**DOCUMENT TEXT**
Five O'Clock Somewhere

Welcome to Five O'Clock Somewhere, where it doesn't matter what time zone you're in; it's five o'clock somewhere. We'll look at rural life, especially as it happens in Rio Arriba County, New Mexico, cats, sailing (particularly Etchells racing yachts), and bits of grammar and Victorian poetry.

Monday, February 12, 2007

Head of the class

I think we did pretty well, for newbies

Saturday morning dawned … well, not bright, but certainly early, considering we had just traveled 1000 miles, arriving about 9 p.m. Friday night. We drove under chilly, overcast skies and intermittent mist to the Houston Yacht Club, where we met our instructors and fellow students, many of whom were taking this race management seminar to earn or re-certify credentials as regional or national race officers. This wasn’t a small, local sort of workshop; participants came from places like Louisiana, Florida, and Ohio.

We started the day with coffee and pastries served up by the yacht club. We then had some pretty intensive lessons, with a couple of breaks for lunch and snacks. We finished the day with an essay exam, which isn’t required for the club level certification that Pat and I came for, but we decided to take it anyway, just to see what it was like. It wasn’t too bad, and one of the questions – one many of our classmates found difficult – was especially easy for us: scoring a race. About the only thing different from what we’ve usually done was doing it on notebook paper rather than cocktail napkins. We don’t yet know how we did on the exam, but I think we both did all right.

After the exam, we got in touch with some cousins of Pat’s who live in the area, and we went to dinner at a seafood place near the boatyard where one of Pat’s cousins works. It was interesting to hear some of the tales of Pat’s family and various adventures that happened when he was younger. One other highlight of the evening was meeting the six cats who share a residence with one of Pat’s cousins and her husband and son.

**DATA PROVIDED**

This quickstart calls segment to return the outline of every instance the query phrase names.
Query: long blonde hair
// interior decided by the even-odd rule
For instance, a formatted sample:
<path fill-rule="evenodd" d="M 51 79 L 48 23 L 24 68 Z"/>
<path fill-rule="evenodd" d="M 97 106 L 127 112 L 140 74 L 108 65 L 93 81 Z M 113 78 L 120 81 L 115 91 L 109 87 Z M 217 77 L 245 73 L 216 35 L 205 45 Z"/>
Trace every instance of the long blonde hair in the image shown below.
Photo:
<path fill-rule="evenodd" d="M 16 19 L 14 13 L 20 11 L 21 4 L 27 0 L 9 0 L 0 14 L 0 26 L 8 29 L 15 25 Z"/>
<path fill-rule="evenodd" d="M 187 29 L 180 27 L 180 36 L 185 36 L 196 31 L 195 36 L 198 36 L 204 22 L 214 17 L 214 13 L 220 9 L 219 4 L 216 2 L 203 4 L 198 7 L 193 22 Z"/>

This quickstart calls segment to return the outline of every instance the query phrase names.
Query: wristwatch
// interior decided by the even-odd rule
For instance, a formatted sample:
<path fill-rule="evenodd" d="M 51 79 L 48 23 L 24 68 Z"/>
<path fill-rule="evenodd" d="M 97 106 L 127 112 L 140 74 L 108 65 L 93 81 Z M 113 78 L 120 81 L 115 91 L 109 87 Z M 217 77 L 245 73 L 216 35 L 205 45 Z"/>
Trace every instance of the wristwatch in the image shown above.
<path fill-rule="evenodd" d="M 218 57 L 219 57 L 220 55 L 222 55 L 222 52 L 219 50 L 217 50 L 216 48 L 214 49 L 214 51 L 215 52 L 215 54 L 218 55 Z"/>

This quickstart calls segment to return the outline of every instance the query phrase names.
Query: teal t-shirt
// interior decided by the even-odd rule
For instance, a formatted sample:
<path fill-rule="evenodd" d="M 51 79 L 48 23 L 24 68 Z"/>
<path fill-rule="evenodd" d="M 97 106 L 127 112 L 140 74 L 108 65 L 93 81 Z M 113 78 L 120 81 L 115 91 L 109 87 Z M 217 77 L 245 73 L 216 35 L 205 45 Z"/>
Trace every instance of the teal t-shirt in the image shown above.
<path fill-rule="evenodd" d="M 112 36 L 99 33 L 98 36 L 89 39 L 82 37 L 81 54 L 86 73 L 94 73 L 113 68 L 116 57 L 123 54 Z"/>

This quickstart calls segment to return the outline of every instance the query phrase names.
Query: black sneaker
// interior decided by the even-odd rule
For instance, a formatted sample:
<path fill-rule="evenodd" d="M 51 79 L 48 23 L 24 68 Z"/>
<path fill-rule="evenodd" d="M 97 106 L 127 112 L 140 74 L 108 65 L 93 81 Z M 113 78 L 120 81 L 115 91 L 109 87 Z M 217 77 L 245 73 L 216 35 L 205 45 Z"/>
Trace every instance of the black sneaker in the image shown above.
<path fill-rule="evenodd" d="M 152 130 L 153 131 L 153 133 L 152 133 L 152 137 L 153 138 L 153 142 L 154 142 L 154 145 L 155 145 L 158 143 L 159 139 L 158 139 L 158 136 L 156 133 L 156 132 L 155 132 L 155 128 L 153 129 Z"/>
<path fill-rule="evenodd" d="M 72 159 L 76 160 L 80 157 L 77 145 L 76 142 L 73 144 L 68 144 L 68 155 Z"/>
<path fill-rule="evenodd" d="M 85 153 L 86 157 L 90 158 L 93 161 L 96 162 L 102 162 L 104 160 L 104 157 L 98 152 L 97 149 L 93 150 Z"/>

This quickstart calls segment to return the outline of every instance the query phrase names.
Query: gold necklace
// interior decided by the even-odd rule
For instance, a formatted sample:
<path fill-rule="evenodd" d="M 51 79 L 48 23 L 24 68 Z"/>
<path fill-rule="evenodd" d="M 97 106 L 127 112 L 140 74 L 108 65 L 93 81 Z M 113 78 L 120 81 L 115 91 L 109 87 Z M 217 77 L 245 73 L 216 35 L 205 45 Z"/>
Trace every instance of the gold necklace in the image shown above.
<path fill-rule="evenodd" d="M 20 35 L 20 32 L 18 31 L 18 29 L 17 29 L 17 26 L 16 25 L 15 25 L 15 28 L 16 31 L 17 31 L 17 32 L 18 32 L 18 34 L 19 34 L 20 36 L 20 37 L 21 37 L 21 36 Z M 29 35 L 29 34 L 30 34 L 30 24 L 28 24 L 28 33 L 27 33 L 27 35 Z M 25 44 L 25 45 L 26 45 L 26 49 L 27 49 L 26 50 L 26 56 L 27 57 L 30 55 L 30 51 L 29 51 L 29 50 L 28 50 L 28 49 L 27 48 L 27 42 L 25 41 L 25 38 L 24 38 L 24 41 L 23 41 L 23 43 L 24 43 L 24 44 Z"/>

**WRITTEN PROBLEM**
Reproduce verbatim the passage of the blog post about the race management seminar, starting at "After the exam, we" and ending at "husband and son.".

**SOLUTION TO THIS PROBLEM**
After the exam, we got in touch with some cousins of Pat’s who live in the area, and we went to dinner at a seafood place near the boatyard where one of Pat’s cousins works. It was interesting to hear some of the tales of Pat’s family and various adventures that happened when he was younger. One other highlight of the evening was meeting the six cats who share a residence with one of Pat’s cousins and her husband and son.